Source:

═══

The pareto breakdown names the exact accesses:
0 0 7143 214344 0 0 0x405080
---------------------------------------------------------------
0.00% 49.10% ... 0x0 [.] writer_a atomic_base.h:631
0.00% 50.90% ... 0x8 [.] writer_b atomic_base.h:631
Offset 0x0 and offset 0x8, split nearly 50/50. That’s the two
std::atomic members. Symbol name, source file, byte offset. It tells you
everything. On Intel VTune, the equivalent is the “Memory Access” viewpoint
with “Contested Accesses” highlighted. Same data, friendlier GUI.
Alignment Padding: The Obvious Fix
Force each counter onto its own cache line:
struct PaddedCounters {
alignas(64) std::atomic<std::uint64_t> a{0};
alignas(64) std::atomic<std::uint64_t> b{0};
};
static_assert(sizeof(PaddedCounters) >= 128);
You waste 56 bytes per counter. For a handful of hot counters, that’s nothing. For an array of ten thousand objects, you’ve just burned 560 KB on padding. Whether that matters depends on whether those objects are hot enough to false-share in the first place. In my experience, the ones worth padding are almost always in small, long-lived structs, not arrays.
At two threads: 6.65 ns/op versus 40.00 ns/op. Problem gone.

═══

Written problem: Extend the text on false sharing and cache-line padding, continuing from its last sentence. The stored data is not required for this work.

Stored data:
═══

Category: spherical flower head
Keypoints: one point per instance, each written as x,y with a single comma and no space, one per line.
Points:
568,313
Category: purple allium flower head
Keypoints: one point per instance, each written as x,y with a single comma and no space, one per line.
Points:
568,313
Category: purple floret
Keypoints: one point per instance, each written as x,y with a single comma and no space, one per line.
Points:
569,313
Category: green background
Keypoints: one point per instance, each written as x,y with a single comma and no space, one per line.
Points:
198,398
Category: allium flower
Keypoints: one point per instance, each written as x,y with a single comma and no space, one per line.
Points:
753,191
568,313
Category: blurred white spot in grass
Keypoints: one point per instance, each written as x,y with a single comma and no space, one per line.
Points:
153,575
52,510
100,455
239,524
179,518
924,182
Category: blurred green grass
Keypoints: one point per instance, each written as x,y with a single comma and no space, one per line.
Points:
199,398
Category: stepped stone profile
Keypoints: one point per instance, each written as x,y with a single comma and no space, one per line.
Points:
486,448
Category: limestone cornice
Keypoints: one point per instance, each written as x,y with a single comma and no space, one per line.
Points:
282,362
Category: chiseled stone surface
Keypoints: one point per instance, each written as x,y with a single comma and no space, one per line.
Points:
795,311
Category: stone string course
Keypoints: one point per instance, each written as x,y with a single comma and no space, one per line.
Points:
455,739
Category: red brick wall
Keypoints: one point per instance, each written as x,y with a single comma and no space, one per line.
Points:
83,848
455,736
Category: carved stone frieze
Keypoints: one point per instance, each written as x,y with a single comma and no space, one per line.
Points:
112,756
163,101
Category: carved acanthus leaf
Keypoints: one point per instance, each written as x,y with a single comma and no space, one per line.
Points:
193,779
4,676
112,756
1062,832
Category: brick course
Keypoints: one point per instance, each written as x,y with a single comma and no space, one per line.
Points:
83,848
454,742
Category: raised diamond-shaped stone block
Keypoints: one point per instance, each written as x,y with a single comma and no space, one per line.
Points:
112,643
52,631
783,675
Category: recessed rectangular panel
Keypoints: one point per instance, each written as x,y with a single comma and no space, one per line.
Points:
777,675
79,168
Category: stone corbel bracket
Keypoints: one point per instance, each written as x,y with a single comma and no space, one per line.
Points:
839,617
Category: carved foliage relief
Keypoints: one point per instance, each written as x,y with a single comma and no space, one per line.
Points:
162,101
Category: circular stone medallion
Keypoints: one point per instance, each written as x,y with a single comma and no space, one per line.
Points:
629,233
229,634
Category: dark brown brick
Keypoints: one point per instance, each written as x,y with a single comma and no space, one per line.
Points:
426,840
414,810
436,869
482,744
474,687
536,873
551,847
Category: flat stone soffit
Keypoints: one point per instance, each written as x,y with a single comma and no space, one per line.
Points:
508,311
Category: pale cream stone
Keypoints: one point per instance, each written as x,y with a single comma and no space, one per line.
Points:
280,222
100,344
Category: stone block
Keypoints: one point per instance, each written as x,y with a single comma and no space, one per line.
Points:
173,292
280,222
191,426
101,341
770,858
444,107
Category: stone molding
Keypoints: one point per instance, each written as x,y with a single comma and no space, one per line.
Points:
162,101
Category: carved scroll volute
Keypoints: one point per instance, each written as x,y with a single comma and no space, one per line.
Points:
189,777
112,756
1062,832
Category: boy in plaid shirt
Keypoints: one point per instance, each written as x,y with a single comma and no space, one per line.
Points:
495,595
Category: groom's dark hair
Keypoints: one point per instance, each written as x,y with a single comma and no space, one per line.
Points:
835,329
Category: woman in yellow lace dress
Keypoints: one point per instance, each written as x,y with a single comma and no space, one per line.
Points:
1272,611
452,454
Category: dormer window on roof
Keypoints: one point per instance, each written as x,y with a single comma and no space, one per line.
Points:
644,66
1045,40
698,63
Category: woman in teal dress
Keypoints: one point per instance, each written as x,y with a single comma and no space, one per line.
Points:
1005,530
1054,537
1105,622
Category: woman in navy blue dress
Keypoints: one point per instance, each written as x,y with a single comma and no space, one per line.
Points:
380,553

═══

Expected answer:
Hot/Cold Restructuring: The Underrated Fix
This one gets less attention than it deserves. When a struct mixes frequently-written fields with read-only configuration, every write invalidates cache lines that readers need. Separate them:
struct GroupedData {
// Hot partition — writers touch this line
alignas(64) std::atomic<std::uint64_t> counter{0};
std::atomic<std::uint64_t> counter2{0};
// Cold partition — readers touch this line
alignas(64) std::uint64_t config_a{42};
std::uint64_t config_b{99};
};
One writer, one reader, two threads:
| Layout | 2 Threads (ns/op) | 8 Threads (ns/op) |
|---|---|---|
| Interleaved | 32.90 | 134.03 |
| Grouped | 7.35 | 82.65 |
| Speedup | 4.5x | 1.6x |
4.5x from reordering fields. No algorithmic change, no new data structure. Just moving a declaration four lines down in the struct definition. I’ve seen this pattern save more real-world throughput than alignment padding because it also improves cache utilization for the read path because readers stop pulling in dirty data they never touch.
Thread-Local Accumulation: The Right Answer
For stats counters specifically, the best fix is structural: don’t share at all.
// Each thread owns a counter in its own cache line
struct alignas(64) ThreadLocalCounter {
std::uint64_t value{0};
};
std::array<ThreadLocalCounter, MAX_THREADS> per_thread_counts;
// Writer: zero contention
per_thread_counts[my_thread_id].value++;
// Reader: sum all thread slots (stale by one increment, usually fine)
auto total = std::accumulate(per_thread_counts.begin(),
per_thread_counts.end(), 0ULL,
[](auto sum, auto& c) { return sum + c.value; });
Each thread accumulates locally; readers merge on demand. Slightly stale reads,
zero coherence traffic. This is the pattern behind jemalloc’s per-thread
arenas and most high-performance counters in production. I didn’t benchmark it
separately because it sidesteps the problem rather than demonstrating it, but
for stats collection, it’s almost always what you actually want.
About std::hardware_destructive_interference_size
C++17 gave us a portable way to say “separate cache line, please”:
#include <new>
// std::hardware_destructive_interference_size == 64 on both
// GCC 15.2.1 and Clang 21.1.8 (x86_64, Fedora 43)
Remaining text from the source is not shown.